◆ **WORK TASK A**
Which things does the housing-costs passage below name as boosting or motivating buyers who rushed into the market after the COVID-19 pandemic began? List all of them.
◆ **WORK TASK B**
Answer these questions from the housing-costs passage below:
(i) By what percentage did the median rent rise in 2021?
(ii) What was in place while rents remained flat in the early months of the COVID-19 pandemic in 2020?
(iii) What sent home prices to record heights?
◆ **WORK TASK C**
Does each statement agree with the housing-costs passage below? Answer yes or no and quote the words that decide it.
(i) Rents rose sharply during the early months of the COVID-19 pandemic in 2020.
(ii) Interest rates are rising in efforts to cool the market.
(iii) Median rent has already risen by 6.7% in 2022.

◆ **READING TEXT**

With both real estate and rental prices rising quickly over the last two years, U.S. households that don’t currently own a home are facing a major affordability crunch.
The residential real estate market took off shortly after the COVID-19 pandemic began. Boosted by increased savings, low interest rates, and government stimulus programs and motivated by a desire for more living space, buyers rushed into the market. The increased competition sent home prices to record heights. But now, with interest rates rising in efforts to cool the market and higher prices being a new normal, many would-be buyers have been priced out.
This state of affairs has left more prospective buyers in the rental market, and as a result of increased demand, rents have spiked dramatically over the last year and a half. The early months of the COVID-19 pandemic in 2020 saw rents remain flat while eviction moratoriums and federal rental assistance programs were in place. But with those programs expired and heightened competition for rentals, rents have taken off: in 2021, the median rent rose by 17.6%, and median rent is up by another 6.7% already in 2022.

◆ **RECORD EXCERPTS**
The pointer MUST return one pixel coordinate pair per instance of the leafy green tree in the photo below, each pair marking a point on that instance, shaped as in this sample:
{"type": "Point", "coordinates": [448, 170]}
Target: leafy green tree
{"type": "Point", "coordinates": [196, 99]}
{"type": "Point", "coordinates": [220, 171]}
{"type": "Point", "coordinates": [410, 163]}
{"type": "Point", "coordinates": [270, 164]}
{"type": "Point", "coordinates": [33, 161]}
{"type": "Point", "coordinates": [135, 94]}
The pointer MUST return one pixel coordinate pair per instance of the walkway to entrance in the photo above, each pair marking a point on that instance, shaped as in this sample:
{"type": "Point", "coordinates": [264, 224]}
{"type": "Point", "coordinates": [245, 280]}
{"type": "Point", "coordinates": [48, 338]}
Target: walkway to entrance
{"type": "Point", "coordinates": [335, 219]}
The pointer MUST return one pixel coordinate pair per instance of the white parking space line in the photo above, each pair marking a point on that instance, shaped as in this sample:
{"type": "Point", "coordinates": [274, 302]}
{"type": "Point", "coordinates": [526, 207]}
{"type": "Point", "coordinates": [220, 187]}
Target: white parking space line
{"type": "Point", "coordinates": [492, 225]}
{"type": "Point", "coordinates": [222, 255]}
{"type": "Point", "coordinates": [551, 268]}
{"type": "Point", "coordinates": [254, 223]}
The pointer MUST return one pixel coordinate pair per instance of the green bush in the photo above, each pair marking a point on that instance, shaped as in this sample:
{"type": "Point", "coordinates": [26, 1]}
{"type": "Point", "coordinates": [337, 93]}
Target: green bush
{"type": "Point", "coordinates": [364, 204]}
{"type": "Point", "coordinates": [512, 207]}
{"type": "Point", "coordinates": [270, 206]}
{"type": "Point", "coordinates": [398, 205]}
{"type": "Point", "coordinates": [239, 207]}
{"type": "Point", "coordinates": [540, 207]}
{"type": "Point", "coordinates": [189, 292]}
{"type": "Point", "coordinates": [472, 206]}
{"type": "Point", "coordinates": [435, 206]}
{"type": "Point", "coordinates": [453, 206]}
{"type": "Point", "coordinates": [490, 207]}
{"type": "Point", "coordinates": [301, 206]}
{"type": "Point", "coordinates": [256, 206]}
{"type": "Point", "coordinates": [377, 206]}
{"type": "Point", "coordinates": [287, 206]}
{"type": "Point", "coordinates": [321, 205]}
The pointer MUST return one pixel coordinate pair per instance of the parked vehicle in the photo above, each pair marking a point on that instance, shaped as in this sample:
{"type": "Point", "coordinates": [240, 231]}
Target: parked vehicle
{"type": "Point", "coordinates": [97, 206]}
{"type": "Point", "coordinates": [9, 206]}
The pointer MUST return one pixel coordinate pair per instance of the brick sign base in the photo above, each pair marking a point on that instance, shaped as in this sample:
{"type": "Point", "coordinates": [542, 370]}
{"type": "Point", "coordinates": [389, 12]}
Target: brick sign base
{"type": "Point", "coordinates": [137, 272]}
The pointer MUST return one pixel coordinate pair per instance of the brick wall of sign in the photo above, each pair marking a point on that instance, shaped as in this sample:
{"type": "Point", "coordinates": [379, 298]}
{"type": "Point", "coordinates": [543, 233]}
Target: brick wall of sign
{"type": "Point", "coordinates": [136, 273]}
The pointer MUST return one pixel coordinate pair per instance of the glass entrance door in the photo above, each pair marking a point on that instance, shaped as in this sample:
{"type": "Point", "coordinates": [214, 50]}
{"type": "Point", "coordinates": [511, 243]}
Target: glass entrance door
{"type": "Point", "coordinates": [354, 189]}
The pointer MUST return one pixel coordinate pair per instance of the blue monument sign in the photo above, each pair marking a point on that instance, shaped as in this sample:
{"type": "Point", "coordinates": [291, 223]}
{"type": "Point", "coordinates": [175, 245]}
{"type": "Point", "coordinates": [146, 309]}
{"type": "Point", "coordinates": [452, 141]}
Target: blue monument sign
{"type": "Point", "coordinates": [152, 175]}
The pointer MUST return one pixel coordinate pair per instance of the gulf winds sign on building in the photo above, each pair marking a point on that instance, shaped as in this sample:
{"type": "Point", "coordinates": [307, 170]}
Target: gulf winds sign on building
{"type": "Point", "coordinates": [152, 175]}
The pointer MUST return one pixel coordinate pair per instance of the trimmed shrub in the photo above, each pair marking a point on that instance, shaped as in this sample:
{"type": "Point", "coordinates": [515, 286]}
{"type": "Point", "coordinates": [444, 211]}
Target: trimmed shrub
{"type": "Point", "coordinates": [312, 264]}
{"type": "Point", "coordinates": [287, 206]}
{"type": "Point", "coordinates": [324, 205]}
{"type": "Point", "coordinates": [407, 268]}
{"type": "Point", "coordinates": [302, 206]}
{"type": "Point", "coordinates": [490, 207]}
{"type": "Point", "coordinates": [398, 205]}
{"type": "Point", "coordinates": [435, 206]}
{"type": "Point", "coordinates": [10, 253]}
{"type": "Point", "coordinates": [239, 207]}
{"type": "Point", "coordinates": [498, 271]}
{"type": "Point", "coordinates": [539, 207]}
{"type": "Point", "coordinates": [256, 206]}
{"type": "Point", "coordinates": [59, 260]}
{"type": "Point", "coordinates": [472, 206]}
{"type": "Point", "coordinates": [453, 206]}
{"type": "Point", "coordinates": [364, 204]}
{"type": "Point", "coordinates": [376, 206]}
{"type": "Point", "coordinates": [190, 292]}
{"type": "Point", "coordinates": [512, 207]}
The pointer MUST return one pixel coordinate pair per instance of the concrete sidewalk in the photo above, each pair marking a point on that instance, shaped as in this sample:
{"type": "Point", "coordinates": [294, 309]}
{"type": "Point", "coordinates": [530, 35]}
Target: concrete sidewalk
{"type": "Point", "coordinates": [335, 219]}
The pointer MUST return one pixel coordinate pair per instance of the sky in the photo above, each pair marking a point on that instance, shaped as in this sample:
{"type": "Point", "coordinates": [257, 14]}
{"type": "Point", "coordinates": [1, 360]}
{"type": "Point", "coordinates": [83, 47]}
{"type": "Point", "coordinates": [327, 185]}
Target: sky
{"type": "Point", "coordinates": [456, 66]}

◆ **EXPECTED OUTPUT A**
- Increased savings
- Low interest rates
- Government stimulus programs
- A desire for more living space

◆ **EXPECTED OUTPUT B**
(i) 17.6%
(ii) Eviction moratoriums and federal rental assistance programs
(iii) The increased competition

◆ **EXPECTED OUTPUT C**
(i) No: "The early months of the COVID-19 pandemic in 2020 saw rents remain flat"
(ii) Yes: "with interest rates rising in efforts to cool the market"
(iii) Yes: "median rent is up by another 6.7% already in 2022"